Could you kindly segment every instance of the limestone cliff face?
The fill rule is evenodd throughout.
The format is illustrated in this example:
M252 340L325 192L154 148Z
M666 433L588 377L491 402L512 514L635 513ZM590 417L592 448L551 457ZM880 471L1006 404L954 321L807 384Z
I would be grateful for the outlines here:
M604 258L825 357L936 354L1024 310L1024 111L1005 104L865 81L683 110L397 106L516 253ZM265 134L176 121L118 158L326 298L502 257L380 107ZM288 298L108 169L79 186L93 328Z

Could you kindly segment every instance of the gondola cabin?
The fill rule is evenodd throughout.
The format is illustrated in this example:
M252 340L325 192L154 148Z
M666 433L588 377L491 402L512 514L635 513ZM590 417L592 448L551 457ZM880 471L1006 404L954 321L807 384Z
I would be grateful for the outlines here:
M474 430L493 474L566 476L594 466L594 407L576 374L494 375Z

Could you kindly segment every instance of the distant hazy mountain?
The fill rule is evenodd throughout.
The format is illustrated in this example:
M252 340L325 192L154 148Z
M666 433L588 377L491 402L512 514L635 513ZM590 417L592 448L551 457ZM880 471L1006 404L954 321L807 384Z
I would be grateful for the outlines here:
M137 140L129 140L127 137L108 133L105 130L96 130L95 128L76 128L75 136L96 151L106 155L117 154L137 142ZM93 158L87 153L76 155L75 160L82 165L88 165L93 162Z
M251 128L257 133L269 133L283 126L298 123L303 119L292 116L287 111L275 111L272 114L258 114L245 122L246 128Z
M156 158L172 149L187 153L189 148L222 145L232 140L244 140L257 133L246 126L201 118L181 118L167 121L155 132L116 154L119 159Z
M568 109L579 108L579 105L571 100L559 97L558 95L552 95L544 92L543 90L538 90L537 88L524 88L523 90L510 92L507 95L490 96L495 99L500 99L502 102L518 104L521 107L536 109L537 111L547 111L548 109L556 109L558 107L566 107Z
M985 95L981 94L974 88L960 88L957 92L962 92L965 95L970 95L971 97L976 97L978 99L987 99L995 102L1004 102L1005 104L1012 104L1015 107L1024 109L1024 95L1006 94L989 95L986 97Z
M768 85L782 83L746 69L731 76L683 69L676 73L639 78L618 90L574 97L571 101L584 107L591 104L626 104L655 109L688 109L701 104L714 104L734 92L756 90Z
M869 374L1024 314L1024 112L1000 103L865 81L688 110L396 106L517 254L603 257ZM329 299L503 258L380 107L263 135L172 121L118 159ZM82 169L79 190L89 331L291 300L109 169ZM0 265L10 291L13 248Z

▶ [YOUR ASSIGNMENT] From the first line to the last, transcribe the data exactly.

▶ [RESPONSE BELOW]
Could you kindly segment every instance of the limestone cliff face?
The fill rule is evenodd throughout.
The format is illustrated in this example:
M252 340L325 192L154 148Z
M666 433L588 377L491 402L512 514L635 513ZM590 417L592 448L551 457ZM880 471L1006 404L954 321L807 384Z
I would be grateful for the outlines here:
M604 258L825 357L936 354L1024 310L1024 111L1005 104L865 81L683 110L397 106L516 253ZM265 134L176 121L118 158L326 298L502 257L380 107ZM288 298L108 169L79 186L93 328Z

Could you kindly segment every instance of the gondola cabin?
The fill rule is evenodd throughout.
The format is illustrated in this example:
M252 340L325 192L154 148Z
M666 433L588 377L491 402L512 514L635 513ZM590 417L592 448L551 457ZM880 471L1006 404L954 321L807 384Z
I would be grateful for the outlines here:
M474 430L493 474L566 476L594 466L594 407L576 374L494 375Z

Could you kindly segment every instance of the distant hazy mountain?
The fill rule is evenodd throughout.
The format is illustrated in this example:
M252 340L325 192L154 148Z
M666 433L588 377L491 402L512 514L635 513ZM590 417L592 448L551 457ZM880 471L1006 404L954 321L807 384Z
I would be grateful for the outlines here:
M137 140L129 140L127 137L108 133L105 130L96 130L95 128L76 128L75 136L96 151L106 155L117 154L137 142ZM93 158L87 153L76 155L75 160L82 165L88 165L93 162Z
M251 128L257 133L269 133L283 126L298 123L303 119L292 116L287 111L275 111L272 114L258 114L245 122L246 128Z
M156 158L172 149L187 153L189 148L222 145L232 140L244 140L257 133L246 126L201 118L181 118L167 121L155 132L116 154L119 159Z
M568 109L579 108L579 105L571 100L559 97L558 95L552 95L544 92L543 90L538 90L537 88L524 88L523 90L510 92L507 95L490 96L495 99L500 99L502 102L518 104L521 107L536 109L537 111L547 111L548 109L556 109L558 107L566 107Z
M985 95L981 94L974 88L960 88L957 92L962 92L965 95L970 95L971 97L976 97L978 99L987 99L995 102L1004 102L1005 104L1012 104L1015 107L1024 109L1024 95L1006 94L989 95L986 97Z
M768 85L782 83L746 69L731 76L683 69L676 73L639 78L618 90L574 97L571 101L584 107L591 104L626 104L655 109L688 109L701 104L714 104L734 92L756 90Z
M869 374L1024 314L1024 112L1000 103L865 81L688 110L396 106L517 254L603 257ZM329 299L503 258L380 107L263 135L172 121L118 159ZM82 169L79 190L89 331L291 300L109 169ZM0 265L10 291L13 248Z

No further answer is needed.